## ASSIGNMENT
In the text on electronic medical records, by what year does the federal mandate require all U.S. hospitals and medical practices to use a unified system?

## DOCUMENT EXCERPT
Local health care providers are eyeing a federal mandate to have all U.S. hospitals and medical practices using a unified system of electronic medical records by 2017.
And some are happier about it than others.
The electronic medical records are part of the Obama administration’s health care reform and the first deadline for phasing in the system is in 2011.
Roosevelt General Hospital Administrator James D’Agostino said the systems are more expensive than most hospitals and doctors could afford and federal stimulus money has been earmarked to help. He is waiting for the rules to be released on how to apply for the money.
“I think it’s going to be good because any provider of medical care has access to medical records,” D’Agostino said of the planned system.
For example, he said, doctors could see records for an unconscious emergency room patient from out of town and find out about drug allergies.
“No. 1, it would save on a lot of duplication,” D’Agostino said, adding doctors could see what laboratory tests had already been completed and the results.

Natural-language object grounding data

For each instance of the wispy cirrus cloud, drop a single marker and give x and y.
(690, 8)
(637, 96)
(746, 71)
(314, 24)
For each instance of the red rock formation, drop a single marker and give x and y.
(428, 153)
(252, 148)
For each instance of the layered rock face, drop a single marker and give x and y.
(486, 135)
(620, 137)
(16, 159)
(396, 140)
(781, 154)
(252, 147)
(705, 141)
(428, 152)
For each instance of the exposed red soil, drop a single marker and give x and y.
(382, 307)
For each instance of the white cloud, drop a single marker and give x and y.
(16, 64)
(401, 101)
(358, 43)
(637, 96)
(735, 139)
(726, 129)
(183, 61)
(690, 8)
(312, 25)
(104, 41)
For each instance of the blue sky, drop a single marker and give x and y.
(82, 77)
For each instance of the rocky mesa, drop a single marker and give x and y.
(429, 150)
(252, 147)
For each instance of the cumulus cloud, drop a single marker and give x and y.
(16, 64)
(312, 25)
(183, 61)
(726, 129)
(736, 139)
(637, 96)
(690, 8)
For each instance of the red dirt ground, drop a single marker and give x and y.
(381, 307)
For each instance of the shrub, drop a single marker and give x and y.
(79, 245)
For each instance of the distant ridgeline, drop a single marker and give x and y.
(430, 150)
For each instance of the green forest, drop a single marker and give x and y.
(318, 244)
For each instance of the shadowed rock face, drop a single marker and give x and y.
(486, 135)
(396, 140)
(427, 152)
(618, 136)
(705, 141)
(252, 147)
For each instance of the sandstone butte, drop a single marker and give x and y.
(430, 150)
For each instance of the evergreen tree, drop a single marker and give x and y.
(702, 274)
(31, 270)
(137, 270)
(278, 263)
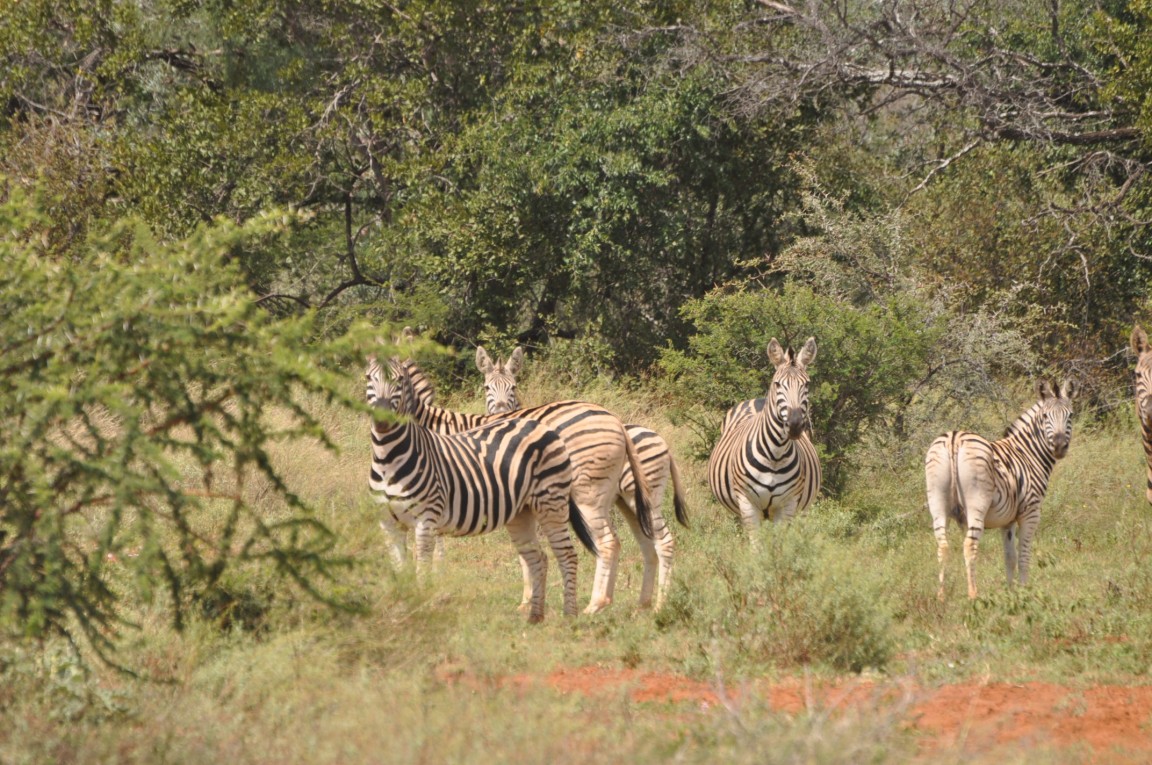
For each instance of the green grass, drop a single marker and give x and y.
(421, 674)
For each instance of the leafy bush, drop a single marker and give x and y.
(135, 386)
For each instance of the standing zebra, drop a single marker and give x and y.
(514, 474)
(656, 464)
(1144, 398)
(998, 484)
(599, 448)
(764, 464)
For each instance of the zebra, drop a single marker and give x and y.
(599, 448)
(500, 380)
(514, 474)
(998, 484)
(764, 466)
(1144, 398)
(656, 463)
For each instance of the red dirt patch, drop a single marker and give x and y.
(970, 718)
(974, 717)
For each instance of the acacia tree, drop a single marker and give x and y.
(134, 391)
(1030, 121)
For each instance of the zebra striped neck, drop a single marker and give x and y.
(1027, 434)
(772, 433)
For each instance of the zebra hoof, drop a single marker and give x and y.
(597, 607)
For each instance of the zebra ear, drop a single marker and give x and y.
(1139, 340)
(396, 368)
(777, 354)
(806, 354)
(483, 362)
(515, 362)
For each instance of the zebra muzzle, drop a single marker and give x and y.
(796, 422)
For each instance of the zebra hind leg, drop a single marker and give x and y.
(554, 527)
(648, 550)
(971, 550)
(596, 502)
(1012, 555)
(522, 530)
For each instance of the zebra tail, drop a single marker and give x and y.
(677, 493)
(581, 528)
(957, 508)
(643, 499)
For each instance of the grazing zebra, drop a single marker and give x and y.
(998, 484)
(1144, 398)
(599, 448)
(764, 464)
(656, 464)
(514, 474)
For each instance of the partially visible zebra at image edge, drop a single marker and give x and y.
(999, 484)
(1144, 399)
(764, 466)
(514, 474)
(657, 463)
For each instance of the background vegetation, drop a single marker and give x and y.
(210, 207)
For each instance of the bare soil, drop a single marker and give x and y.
(1108, 724)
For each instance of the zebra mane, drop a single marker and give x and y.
(1025, 423)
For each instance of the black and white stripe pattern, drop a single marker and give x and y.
(500, 380)
(599, 448)
(1143, 385)
(998, 484)
(765, 467)
(514, 474)
(657, 467)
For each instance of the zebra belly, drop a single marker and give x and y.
(765, 489)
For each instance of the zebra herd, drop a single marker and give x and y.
(542, 469)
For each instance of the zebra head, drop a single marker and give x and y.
(1054, 416)
(1143, 351)
(395, 395)
(500, 380)
(788, 391)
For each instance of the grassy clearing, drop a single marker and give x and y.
(421, 674)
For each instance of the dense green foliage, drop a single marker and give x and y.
(633, 188)
(135, 389)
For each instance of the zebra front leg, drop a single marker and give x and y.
(522, 530)
(426, 535)
(554, 527)
(1012, 557)
(396, 537)
(596, 506)
(438, 553)
(750, 516)
(1029, 522)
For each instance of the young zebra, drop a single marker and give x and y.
(998, 484)
(656, 464)
(1144, 399)
(514, 474)
(764, 464)
(599, 448)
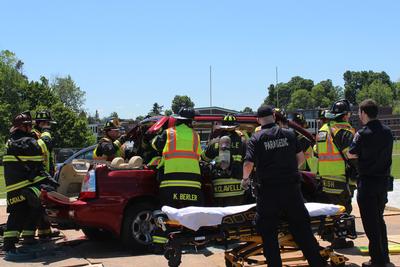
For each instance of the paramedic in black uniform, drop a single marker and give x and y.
(373, 145)
(277, 154)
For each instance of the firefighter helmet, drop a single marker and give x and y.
(280, 115)
(229, 122)
(23, 118)
(112, 124)
(300, 119)
(339, 108)
(185, 114)
(44, 115)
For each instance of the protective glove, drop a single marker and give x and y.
(122, 139)
(245, 183)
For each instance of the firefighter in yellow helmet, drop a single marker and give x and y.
(336, 171)
(228, 150)
(42, 133)
(109, 146)
(179, 169)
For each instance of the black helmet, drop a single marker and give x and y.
(23, 118)
(229, 122)
(300, 119)
(44, 115)
(185, 114)
(340, 107)
(280, 115)
(112, 124)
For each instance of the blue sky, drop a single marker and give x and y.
(127, 55)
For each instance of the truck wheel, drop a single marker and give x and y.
(97, 234)
(138, 226)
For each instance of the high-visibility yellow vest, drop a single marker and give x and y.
(182, 150)
(331, 165)
(118, 152)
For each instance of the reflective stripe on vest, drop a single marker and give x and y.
(154, 161)
(159, 239)
(227, 187)
(180, 183)
(11, 234)
(24, 183)
(12, 158)
(330, 161)
(181, 152)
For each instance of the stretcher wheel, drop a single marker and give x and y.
(173, 256)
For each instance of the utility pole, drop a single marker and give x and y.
(276, 87)
(210, 89)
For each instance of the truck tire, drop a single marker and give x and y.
(97, 234)
(138, 226)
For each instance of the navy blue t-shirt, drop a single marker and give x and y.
(273, 151)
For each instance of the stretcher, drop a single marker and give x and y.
(200, 226)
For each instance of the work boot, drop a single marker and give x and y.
(29, 240)
(372, 264)
(341, 243)
(49, 235)
(16, 255)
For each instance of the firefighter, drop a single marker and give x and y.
(228, 150)
(41, 131)
(109, 147)
(336, 172)
(305, 143)
(23, 173)
(179, 169)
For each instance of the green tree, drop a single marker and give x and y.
(168, 112)
(247, 110)
(69, 93)
(355, 81)
(301, 99)
(180, 101)
(71, 129)
(377, 90)
(156, 110)
(297, 83)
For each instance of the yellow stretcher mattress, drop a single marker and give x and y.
(393, 249)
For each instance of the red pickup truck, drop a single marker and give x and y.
(105, 201)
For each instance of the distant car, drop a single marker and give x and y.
(85, 153)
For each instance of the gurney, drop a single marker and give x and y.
(200, 226)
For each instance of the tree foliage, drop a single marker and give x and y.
(69, 93)
(355, 81)
(156, 110)
(379, 91)
(180, 101)
(18, 93)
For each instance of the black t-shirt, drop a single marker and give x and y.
(374, 145)
(273, 150)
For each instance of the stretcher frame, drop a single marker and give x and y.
(241, 229)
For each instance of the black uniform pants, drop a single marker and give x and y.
(372, 198)
(285, 200)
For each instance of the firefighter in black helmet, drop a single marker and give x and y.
(109, 147)
(305, 143)
(23, 173)
(228, 150)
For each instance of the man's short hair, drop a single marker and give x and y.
(369, 107)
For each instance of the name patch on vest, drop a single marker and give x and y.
(188, 197)
(278, 143)
(15, 200)
(227, 188)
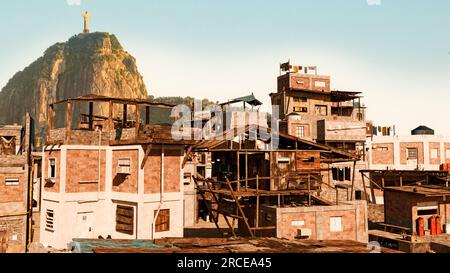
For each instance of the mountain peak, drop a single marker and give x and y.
(88, 63)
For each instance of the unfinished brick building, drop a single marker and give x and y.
(404, 205)
(119, 175)
(277, 191)
(310, 109)
(422, 150)
(14, 187)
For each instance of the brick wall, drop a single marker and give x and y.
(11, 193)
(82, 171)
(397, 208)
(432, 146)
(401, 208)
(317, 219)
(446, 147)
(15, 228)
(293, 128)
(48, 186)
(403, 151)
(172, 165)
(125, 183)
(382, 156)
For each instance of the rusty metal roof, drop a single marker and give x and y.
(100, 98)
(213, 143)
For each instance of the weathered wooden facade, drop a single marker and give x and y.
(119, 175)
(15, 197)
(248, 174)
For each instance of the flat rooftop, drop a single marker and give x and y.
(425, 190)
(222, 245)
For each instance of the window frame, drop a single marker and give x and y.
(333, 224)
(49, 169)
(50, 220)
(302, 130)
(165, 225)
(12, 181)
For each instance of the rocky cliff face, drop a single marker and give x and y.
(92, 63)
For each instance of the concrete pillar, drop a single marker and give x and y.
(397, 163)
(426, 154)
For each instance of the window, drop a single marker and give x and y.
(301, 109)
(321, 110)
(284, 160)
(434, 153)
(124, 166)
(320, 84)
(309, 159)
(49, 220)
(300, 99)
(298, 223)
(12, 181)
(125, 219)
(52, 168)
(341, 174)
(336, 224)
(412, 153)
(300, 131)
(163, 221)
(426, 211)
(358, 195)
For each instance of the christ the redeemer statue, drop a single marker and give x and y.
(86, 17)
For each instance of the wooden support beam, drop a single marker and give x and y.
(309, 191)
(353, 180)
(224, 216)
(208, 207)
(125, 115)
(186, 157)
(238, 163)
(147, 115)
(51, 115)
(147, 153)
(91, 115)
(138, 120)
(68, 120)
(246, 170)
(241, 211)
(364, 185)
(110, 116)
(257, 205)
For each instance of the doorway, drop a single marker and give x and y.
(85, 222)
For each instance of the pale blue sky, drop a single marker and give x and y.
(396, 52)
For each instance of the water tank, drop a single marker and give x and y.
(422, 130)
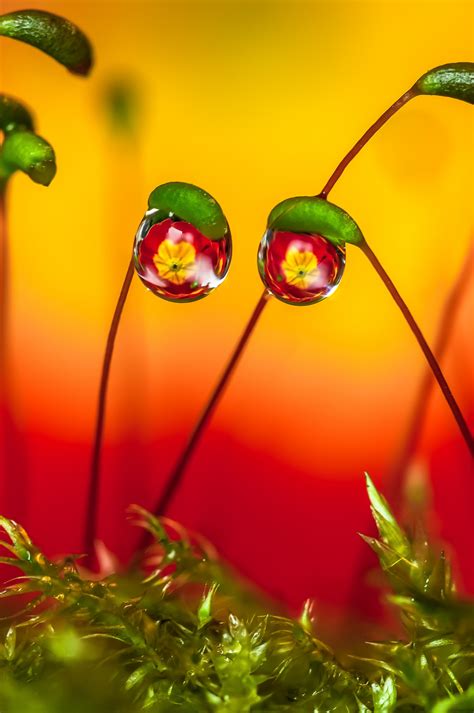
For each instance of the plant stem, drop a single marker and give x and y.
(430, 357)
(198, 430)
(396, 477)
(341, 167)
(94, 483)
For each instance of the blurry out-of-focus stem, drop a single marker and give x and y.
(94, 482)
(430, 357)
(396, 477)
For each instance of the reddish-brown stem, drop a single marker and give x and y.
(396, 477)
(200, 426)
(341, 167)
(94, 483)
(12, 450)
(430, 357)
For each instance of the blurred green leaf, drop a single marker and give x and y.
(455, 80)
(52, 34)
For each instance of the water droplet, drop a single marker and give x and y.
(176, 261)
(300, 268)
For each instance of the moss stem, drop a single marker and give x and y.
(201, 424)
(341, 167)
(94, 482)
(430, 357)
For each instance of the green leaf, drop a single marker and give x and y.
(191, 204)
(455, 80)
(311, 214)
(204, 609)
(14, 115)
(464, 703)
(28, 152)
(389, 530)
(384, 696)
(52, 34)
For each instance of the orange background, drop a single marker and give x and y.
(255, 102)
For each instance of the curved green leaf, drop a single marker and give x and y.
(454, 80)
(310, 214)
(28, 152)
(191, 204)
(52, 34)
(14, 115)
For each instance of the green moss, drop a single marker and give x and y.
(190, 637)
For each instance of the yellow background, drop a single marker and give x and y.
(255, 102)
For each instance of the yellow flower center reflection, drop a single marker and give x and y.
(175, 261)
(300, 267)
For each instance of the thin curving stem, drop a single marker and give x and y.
(94, 483)
(396, 476)
(430, 357)
(201, 424)
(341, 167)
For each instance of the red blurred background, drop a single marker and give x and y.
(254, 101)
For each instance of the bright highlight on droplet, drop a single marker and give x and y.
(176, 261)
(300, 268)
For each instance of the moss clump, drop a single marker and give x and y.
(188, 637)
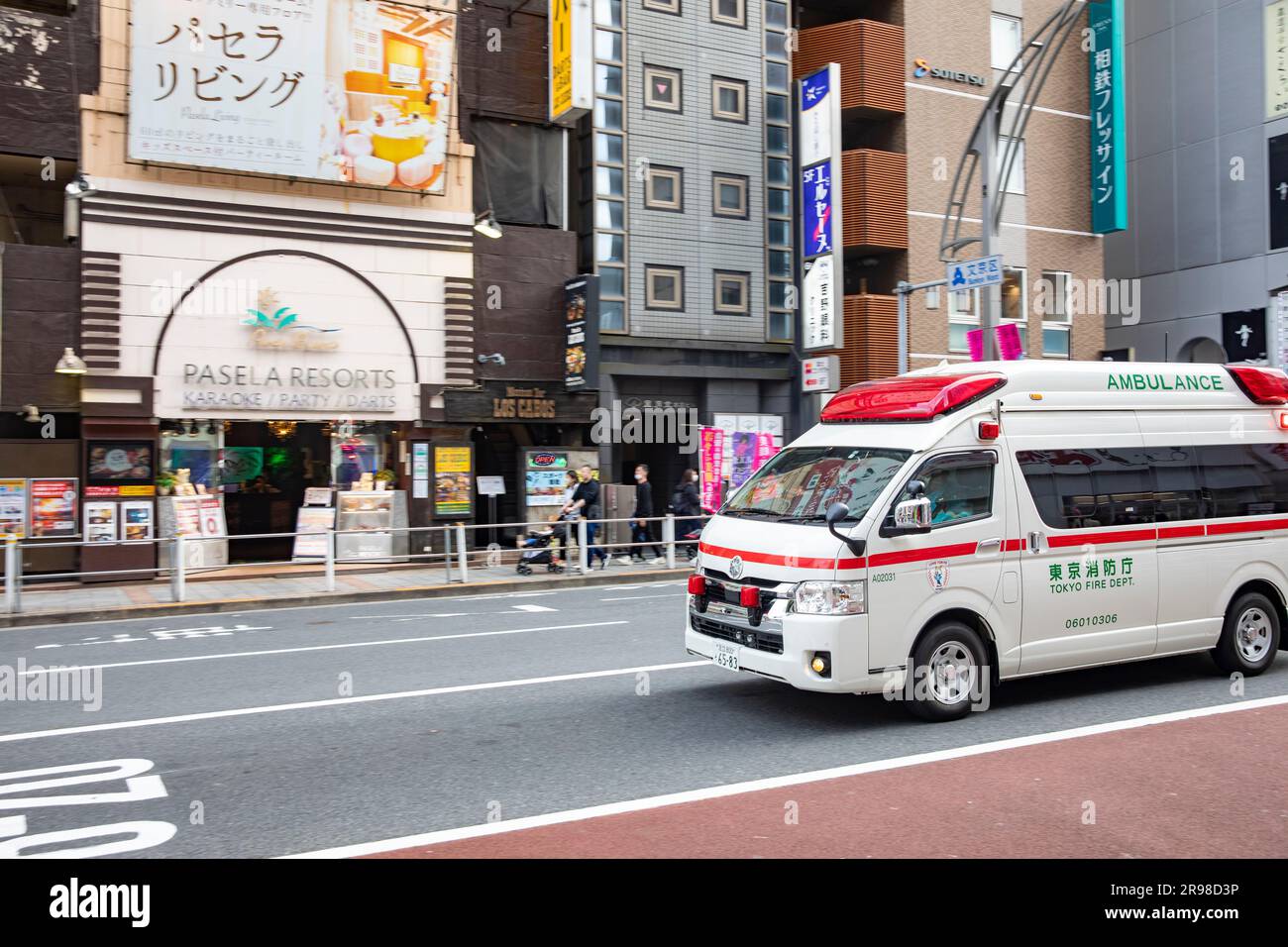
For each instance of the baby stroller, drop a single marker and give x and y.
(537, 552)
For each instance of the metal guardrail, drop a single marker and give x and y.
(455, 556)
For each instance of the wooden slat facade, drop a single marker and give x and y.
(876, 198)
(871, 55)
(871, 339)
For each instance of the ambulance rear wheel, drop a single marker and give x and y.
(1249, 637)
(949, 673)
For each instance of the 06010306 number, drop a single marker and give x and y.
(1087, 621)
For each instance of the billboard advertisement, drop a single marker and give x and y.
(340, 90)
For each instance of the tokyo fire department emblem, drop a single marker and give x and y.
(936, 574)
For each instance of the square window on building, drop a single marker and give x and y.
(732, 12)
(733, 291)
(664, 188)
(608, 80)
(662, 89)
(664, 287)
(609, 215)
(729, 195)
(1016, 183)
(1052, 296)
(608, 12)
(608, 46)
(728, 99)
(1014, 305)
(1008, 40)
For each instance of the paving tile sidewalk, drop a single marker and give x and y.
(277, 586)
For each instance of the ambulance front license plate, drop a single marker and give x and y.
(726, 656)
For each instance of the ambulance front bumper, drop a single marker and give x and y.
(784, 648)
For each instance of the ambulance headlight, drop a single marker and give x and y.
(831, 598)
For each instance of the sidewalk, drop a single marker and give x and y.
(241, 587)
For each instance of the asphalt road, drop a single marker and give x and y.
(288, 731)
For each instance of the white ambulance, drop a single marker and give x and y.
(958, 526)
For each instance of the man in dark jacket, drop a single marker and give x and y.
(643, 510)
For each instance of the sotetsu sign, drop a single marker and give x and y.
(314, 342)
(347, 90)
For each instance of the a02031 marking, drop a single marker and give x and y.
(140, 787)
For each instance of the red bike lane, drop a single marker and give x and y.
(1209, 787)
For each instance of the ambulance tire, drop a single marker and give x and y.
(936, 664)
(1249, 637)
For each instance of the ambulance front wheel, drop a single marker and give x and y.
(951, 676)
(1249, 637)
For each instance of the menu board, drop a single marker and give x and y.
(13, 506)
(454, 482)
(310, 531)
(53, 506)
(101, 522)
(136, 521)
(545, 487)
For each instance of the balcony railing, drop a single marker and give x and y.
(875, 200)
(871, 55)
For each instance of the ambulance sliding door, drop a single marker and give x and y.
(1090, 569)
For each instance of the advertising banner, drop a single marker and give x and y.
(454, 482)
(13, 506)
(581, 334)
(342, 90)
(53, 508)
(711, 446)
(1108, 118)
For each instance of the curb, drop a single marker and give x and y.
(335, 598)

## EXERCISE OUTPUT
2017